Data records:
++++++++

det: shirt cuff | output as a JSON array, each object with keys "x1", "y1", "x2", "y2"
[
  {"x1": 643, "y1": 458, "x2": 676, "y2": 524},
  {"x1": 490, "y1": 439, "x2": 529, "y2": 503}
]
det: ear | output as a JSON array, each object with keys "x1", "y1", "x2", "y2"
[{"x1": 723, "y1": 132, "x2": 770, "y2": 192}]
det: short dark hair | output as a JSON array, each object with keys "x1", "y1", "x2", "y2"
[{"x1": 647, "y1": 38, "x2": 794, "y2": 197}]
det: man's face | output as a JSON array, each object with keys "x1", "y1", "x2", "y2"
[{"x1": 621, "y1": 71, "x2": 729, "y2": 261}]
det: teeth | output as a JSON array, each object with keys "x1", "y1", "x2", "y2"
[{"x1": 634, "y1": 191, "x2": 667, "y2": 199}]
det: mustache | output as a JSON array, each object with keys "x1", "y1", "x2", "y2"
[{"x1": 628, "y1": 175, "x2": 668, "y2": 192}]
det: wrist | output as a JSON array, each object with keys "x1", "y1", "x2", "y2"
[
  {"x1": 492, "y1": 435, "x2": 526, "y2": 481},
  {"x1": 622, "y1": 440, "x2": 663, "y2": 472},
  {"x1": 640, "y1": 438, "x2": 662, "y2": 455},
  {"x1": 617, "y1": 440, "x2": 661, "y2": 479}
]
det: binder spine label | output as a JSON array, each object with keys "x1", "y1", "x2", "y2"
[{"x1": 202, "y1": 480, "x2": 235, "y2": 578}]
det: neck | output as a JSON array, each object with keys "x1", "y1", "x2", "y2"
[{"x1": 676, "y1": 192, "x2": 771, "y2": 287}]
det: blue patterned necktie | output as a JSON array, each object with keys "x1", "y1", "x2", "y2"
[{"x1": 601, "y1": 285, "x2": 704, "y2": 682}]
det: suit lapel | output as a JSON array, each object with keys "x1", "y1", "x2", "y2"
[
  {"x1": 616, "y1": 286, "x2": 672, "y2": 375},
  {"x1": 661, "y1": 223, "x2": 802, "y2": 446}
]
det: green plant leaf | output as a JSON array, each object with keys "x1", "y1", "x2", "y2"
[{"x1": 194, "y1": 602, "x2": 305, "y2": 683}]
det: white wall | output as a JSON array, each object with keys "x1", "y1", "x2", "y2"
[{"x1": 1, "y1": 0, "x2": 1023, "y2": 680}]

++++++++

### EXERCISE DETAILS
Repeat, without change, each line of the data above from the one that contains "det: ear | output" through the final line, counting both.

### WRITTEN RESPONSE
det: ear | output as a JSON array, each object with keys "x1", "y1", "x2", "y2"
[{"x1": 723, "y1": 132, "x2": 770, "y2": 192}]
det: short dark hair | output as a JSON array, each object with keys "x1", "y1", "x2", "y2"
[{"x1": 647, "y1": 38, "x2": 794, "y2": 197}]
det: man's face | output as a JSON array, each object with keys "x1", "y1", "x2", "y2"
[{"x1": 621, "y1": 71, "x2": 729, "y2": 261}]
det: teeth | output as a JSON array, each object with keys "x1", "y1", "x2", "y2"
[{"x1": 634, "y1": 191, "x2": 667, "y2": 199}]
det: mustache | output as a JSON array, each object with keys "x1", "y1", "x2", "y2"
[{"x1": 628, "y1": 175, "x2": 668, "y2": 192}]
det: wrist | output as a JSON array, each object with keys "x1", "y1", "x2", "y2"
[
  {"x1": 492, "y1": 435, "x2": 526, "y2": 481},
  {"x1": 622, "y1": 440, "x2": 663, "y2": 472},
  {"x1": 640, "y1": 438, "x2": 662, "y2": 455},
  {"x1": 617, "y1": 440, "x2": 661, "y2": 479}
]
det: binder spine label | output as a JSON array, each object with keys "x1", "y1", "x2", "y2"
[{"x1": 202, "y1": 480, "x2": 235, "y2": 578}]
det: neck | output as a JSON array, each object with keys "x1", "y1", "x2", "y2"
[{"x1": 676, "y1": 192, "x2": 771, "y2": 287}]
det: blue patterned necktie | output as a JSON array, each object with keys "x1", "y1", "x2", "y2"
[{"x1": 601, "y1": 285, "x2": 704, "y2": 682}]
det: suit lapel | output as a JSON array, each object with keys "x1", "y1", "x2", "y2"
[
  {"x1": 616, "y1": 286, "x2": 672, "y2": 375},
  {"x1": 661, "y1": 223, "x2": 802, "y2": 446}
]
det: green plant leaf | output as a JSON array, each object with keys "x1", "y1", "x2", "y2"
[{"x1": 194, "y1": 602, "x2": 305, "y2": 683}]
det: white wall | output as a JSON array, each object with keys "x1", "y1", "x2", "y2"
[{"x1": 1, "y1": 0, "x2": 1023, "y2": 680}]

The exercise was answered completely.